Colonel Agustus "Gus" Brennan
Colonel Agustus "Gus" Brennan
"The War may never end, gentlemen, but profit is eternal."

Gus
Physical Appearance
Height: 5'10"
Weight: 190 lbs
Hair: Iron grey, worn swept back and well-groomed
Eyes: Steel blue, calculating
Distinguishing Feature: Left hand missing below the wrist, replaced with a custom mechanical prosthetic
Colonel Augustus Brennan cuts an imposing figure despite his moderate height. At 52 years old, he maintains the bearing of a military man even in fine civilian dress. His iron-grey hair and neatly trimmed beard frame a weathered face marked by years of command, war, and ruthless business dealings. His steel-blue eyes miss nothing, assessing everyone and everything with the practiced gaze of a man who built an empire by knowing when to act and when to wait.
He dresses impeccably in tailored suits befitting one of Memphis's wealthiest men, though he's practical enough to own quality field attire for inspecting his operations. His left arm ends at the wrist—a legacy of Shiloh—where a remarkable mechanical hand made by one of his contracted mad scientists now serves. The prosthetic is functional rather than decorative, articulated brass and steel that can grip, write, and even pull a trigger when necessary.

**RECORD LIST:**
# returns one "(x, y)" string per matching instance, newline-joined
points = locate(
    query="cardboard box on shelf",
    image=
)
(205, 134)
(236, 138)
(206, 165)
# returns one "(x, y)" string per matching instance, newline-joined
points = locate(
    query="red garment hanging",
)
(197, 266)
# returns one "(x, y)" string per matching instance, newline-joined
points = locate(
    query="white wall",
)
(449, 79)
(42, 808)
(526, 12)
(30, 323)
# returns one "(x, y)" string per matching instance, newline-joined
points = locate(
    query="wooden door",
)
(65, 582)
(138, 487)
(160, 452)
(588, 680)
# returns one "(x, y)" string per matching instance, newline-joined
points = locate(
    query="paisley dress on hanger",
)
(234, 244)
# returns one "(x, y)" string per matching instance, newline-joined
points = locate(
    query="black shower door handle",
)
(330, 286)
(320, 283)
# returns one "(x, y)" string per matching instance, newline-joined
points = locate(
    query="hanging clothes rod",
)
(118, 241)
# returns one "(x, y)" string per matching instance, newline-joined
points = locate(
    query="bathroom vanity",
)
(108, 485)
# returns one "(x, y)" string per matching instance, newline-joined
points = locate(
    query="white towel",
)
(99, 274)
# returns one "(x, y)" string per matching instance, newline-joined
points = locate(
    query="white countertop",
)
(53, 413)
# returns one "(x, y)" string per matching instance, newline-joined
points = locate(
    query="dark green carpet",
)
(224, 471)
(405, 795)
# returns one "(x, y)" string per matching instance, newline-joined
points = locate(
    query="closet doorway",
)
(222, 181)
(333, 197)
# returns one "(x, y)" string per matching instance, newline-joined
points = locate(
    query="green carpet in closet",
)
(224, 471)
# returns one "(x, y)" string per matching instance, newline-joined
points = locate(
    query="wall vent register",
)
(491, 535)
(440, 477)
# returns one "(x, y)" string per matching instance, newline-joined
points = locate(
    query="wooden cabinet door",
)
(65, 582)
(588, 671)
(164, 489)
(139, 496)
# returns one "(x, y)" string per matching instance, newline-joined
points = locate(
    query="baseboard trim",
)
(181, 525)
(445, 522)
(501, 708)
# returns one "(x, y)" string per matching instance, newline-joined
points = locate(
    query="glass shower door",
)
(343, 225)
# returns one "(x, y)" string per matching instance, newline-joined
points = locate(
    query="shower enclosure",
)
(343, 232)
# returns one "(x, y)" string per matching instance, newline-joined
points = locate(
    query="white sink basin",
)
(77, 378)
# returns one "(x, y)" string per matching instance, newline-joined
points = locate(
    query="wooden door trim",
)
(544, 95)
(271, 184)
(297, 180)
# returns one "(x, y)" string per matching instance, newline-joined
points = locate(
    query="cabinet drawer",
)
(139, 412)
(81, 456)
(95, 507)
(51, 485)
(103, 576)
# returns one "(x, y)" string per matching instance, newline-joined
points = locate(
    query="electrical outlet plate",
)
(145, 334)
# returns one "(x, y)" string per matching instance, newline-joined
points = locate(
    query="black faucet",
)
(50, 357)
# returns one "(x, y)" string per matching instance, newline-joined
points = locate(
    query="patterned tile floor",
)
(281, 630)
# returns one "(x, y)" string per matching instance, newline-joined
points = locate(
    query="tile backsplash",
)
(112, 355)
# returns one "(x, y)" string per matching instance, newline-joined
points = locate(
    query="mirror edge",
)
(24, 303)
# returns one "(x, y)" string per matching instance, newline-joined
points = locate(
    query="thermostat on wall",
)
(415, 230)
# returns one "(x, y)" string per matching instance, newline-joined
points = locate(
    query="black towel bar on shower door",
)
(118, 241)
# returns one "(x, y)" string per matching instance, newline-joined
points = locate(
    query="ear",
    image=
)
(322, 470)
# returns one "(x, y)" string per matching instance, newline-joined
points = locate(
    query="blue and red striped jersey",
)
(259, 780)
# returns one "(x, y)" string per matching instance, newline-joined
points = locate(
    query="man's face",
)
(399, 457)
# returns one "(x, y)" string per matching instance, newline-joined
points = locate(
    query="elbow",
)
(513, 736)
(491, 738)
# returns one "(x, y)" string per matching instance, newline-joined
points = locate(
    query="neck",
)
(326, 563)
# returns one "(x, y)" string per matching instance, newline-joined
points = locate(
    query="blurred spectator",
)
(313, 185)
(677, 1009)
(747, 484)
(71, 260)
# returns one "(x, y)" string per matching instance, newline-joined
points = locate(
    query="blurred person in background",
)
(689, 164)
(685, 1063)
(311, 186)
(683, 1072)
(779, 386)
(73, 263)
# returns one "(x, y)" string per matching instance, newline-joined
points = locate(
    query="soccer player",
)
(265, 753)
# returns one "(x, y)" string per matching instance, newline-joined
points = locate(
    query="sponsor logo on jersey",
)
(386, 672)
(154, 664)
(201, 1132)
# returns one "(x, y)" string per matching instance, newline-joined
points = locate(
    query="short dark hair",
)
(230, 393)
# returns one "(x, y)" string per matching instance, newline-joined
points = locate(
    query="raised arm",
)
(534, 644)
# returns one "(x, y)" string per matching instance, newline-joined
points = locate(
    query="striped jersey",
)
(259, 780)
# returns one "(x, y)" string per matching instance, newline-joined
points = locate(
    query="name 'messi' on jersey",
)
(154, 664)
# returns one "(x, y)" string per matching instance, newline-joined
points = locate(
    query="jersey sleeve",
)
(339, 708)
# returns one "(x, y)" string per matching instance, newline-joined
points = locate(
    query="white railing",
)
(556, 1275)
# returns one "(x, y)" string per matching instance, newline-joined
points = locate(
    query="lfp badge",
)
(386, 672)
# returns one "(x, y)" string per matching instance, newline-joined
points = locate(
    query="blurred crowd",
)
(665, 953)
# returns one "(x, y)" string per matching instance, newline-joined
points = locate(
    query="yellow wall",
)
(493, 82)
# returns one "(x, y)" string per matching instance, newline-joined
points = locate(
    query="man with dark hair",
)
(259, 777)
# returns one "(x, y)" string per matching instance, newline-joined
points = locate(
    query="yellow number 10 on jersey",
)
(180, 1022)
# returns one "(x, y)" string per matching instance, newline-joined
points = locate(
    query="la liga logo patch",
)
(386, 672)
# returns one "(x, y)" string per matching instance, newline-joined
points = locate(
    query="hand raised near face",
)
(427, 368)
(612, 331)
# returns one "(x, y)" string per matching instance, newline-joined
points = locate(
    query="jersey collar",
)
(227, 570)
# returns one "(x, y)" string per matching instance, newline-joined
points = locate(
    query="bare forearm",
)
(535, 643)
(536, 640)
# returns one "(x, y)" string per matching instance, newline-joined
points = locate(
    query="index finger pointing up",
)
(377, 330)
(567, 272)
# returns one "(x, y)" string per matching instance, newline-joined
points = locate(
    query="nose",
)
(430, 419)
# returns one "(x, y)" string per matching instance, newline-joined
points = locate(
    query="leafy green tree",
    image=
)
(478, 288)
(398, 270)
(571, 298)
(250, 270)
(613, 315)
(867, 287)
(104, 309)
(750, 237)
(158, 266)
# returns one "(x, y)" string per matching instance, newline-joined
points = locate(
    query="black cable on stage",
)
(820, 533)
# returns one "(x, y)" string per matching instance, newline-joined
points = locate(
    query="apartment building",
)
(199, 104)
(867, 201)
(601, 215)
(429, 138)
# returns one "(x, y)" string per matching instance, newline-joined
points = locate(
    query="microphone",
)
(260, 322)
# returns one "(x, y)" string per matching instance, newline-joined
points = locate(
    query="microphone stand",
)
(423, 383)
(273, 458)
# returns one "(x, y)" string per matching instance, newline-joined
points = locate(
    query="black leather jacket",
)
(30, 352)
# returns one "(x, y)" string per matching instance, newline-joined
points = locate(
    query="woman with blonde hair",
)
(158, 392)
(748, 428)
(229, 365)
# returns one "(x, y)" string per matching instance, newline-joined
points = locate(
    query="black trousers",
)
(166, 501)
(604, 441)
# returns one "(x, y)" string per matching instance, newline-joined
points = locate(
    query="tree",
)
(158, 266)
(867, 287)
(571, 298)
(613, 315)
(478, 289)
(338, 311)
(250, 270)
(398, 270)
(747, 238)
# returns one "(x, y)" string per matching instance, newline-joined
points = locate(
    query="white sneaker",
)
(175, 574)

**INSTRUCTIONS FOR THE TASK:** From the Colonel Brennan character profile above, copy word for word the passage starting with "Weight: 190 lbs" and going on through "when to wait.".

**COMPLETE RESPONSE:**
Weight: 190 lbs
Hair: Iron grey, worn swept back and well-groomed
Eyes: Steel blue, calculating
Distinguishing Feature: Left hand missing below the wrist, replaced with a custom mechanical prosthetic
Colonel Augustus Brennan cuts an imposing figure despite his moderate height. At 52 years old, he maintains the bearing of a military man even in fine civilian dress. His iron-grey hair and neatly trimmed beard frame a weathered face marked by years of command, war, and ruthless business dealings. His steel-blue eyes miss nothing, assessing everyone and everything with the practiced gaze of a man who built an empire by knowing when to act and when to wait.